_Work instructions_:
Reproduce the items below, changing every occurrence of "Query" to "Target" and leaving everything else untouched.

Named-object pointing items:
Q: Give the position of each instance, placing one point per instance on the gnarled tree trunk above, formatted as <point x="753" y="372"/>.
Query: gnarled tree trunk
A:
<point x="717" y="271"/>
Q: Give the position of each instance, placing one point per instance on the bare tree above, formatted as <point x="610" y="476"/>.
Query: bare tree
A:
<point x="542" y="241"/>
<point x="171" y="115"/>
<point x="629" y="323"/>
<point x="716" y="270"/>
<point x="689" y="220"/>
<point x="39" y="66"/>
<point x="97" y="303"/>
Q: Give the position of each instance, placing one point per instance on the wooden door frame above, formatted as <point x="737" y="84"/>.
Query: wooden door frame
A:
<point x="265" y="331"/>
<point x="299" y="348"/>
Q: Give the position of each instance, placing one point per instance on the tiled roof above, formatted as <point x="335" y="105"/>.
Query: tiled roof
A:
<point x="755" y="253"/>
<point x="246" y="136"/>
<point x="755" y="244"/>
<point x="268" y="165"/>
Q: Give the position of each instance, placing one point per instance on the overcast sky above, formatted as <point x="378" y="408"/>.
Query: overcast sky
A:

_Correct output_:
Q: Give the position of each instance, placing one point per instance on the gnarled tree trunk above, formatted as <point x="753" y="372"/>.
Target: gnarled tree trunk
A:
<point x="717" y="271"/>
Q: Give the position of each instance, placing one point per instance on the bare tree above, formatted as <point x="610" y="476"/>.
Target: bare tree
A:
<point x="542" y="241"/>
<point x="171" y="115"/>
<point x="629" y="323"/>
<point x="716" y="270"/>
<point x="689" y="220"/>
<point x="39" y="66"/>
<point x="97" y="303"/>
Q: Give the position of each instance, placing one point per instance on the wooden door frame above, formatted as <point x="737" y="84"/>.
Target: wooden door frame
A:
<point x="265" y="331"/>
<point x="299" y="348"/>
Q: Give the position of each instance, placing one point per instance on the tiled roof above, formatted as <point x="335" y="105"/>.
Target: tiled roof
A:
<point x="755" y="253"/>
<point x="246" y="136"/>
<point x="755" y="244"/>
<point x="268" y="165"/>
Q: Give the position of each instance, placing one point per instance on the overcast sky above, formatted as <point x="378" y="408"/>.
Target: overcast sky
A:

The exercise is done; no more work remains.